**Passage provided:**
● ● ● ● ●
Pillow forts are another popular request made by bored guests. Staff at the Fairmont Winnipeg left a DIY fort kit in the room of a guest who made such a request. The W, Seattle also fulfilled a guest’s request for a pillow fort—along with a towel folded into the shape of an elephant and a picture of fruit on the night table. Yes, a picture of fruit.
Particularly Narcissistic Requests
While many of the previously mentioned requests are undeniably narcissistic to a degree, the following requests really take the cake.
A guest at The Savoy, London, apparently thought they were Cleopatra reincarnated and asked for a bathtub of wild goat’s milk to bathe in. Another indulgent bath was requested by a guest staying at The Ritz (also in London) who wanted to bathe in fresh seawater. Hotel staff had to bring the seawater all the way from Brighton, 56 miles away. Is there something wrong with London’s tap water?
An Australian couple planning their wedding at the Towers of the Waldorf Astoria New York requested near life-size statues of themselves—made of chocolate. The Waldorf’s pastry chef stepped up to the challenge. Working from photos and communicating with the couple by email, it took several months to create a likeness that met the guests’ satisfaction. For the Waldorf’s sake, we hope these guests were as sweet as their statues.
Granting Your Own Guests’ Special Requests
Thankfully, such extravagant requests are uncommon, but going above and beyond for your guests is the best way to earn their loyalty and advocacy.
While the practical side of fulfilling unusual guest requests (like finding lion cubs or creating chocolate copies of guests) can be complicated, the administrative side doesn’t have to be. With the right systems in place, all kinds of requests can be logged and tracked efficiently for quick resolution that leads to satisfied guests.
A modern property management system (PMS) features a range of practical tools to help ensure no request goes unaddressed.
Reservation reminders and alarms that can be attached to guest folios or set as daily reminders help staff keep on top of all time-sensitive tasks—whether it’s to call that ostrich farm about an egg incubator as soon as their office opens, or to send someone to fetch some goat milk in time for a guest’s bath.
A modern PMS will include an integrated housekeeping report too, allowing notes and/or alarms to be attached to individual units to help both housekeeping staff and front desk personnel keep up with in-room requests, from extra pillows to full-blown pillow forts.
Fulfilling guest requests, especially extravagant ones, can come with additional costs that are passed on to the guest. A PMS with point-of-sale functionality greatly simplifies invoicing (and accounting), allowing you to set up miscellaneous products and services, apply a cost, and easily add these incidental charges to reservation folios.
Some properties use hotel/guest communication management solutions like Nuvola and Zenya that provide guests with a convenient way to communicate with the property and make requests. Designed to personalize the guest experience and more effectively meet individual needs, these solutions streamline guest communications, tracking requests in real time and simultaneously coordinating all action items. When your PMS is directly integrated with guest engagement solutions like this, the administrative side of tracking and managing requests and tasks becomes fully automated for maximum efficiency and guest satisfaction.
In the hospitality industry, customer satisfaction is paramount. We think the above-mentioned properties—who handled such bizarre guest requests with grace and aplomb—are at the top of their game. Backed by a modern PMS, your property too will be equipped to manage all kinds of requests, increasing customer satisfaction and winning the loyalty of even the most demanding guests (whether you want to or not!).
● ● ● ● ●
**Records shown:**
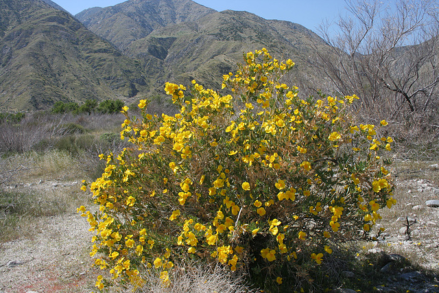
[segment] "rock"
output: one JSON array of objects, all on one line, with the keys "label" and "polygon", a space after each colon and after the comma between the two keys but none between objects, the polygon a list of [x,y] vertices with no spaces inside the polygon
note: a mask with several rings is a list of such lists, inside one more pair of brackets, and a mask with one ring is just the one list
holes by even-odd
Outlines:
● ● ● ● ●
**Exercises:**
A. Reproduce the section of the hotel guest requests passage that runs from "In the hospitality" up to and including "to or not!).".
B. Render this sentence from the hotel guest requests passage in Spanish: "Hotel staff had to bring the seawater all the way from Brighton, 56 miles away."

**Exercise answers:**
A.
In the hospitality industry, customer satisfaction is paramount. We think the above-mentioned properties—who handled such bizarre guest requests with grace and aplomb—are at the top of their game. Backed by a modern PMS, your property too will be equipped to manage all kinds of requests, increasing customer satisfaction and winning the loyalty of even the most demanding guests (whether you want to or not!).

B. El personal del hotel tuvo que traer el agua de mar desde Brighton, a 56 millas de distancia.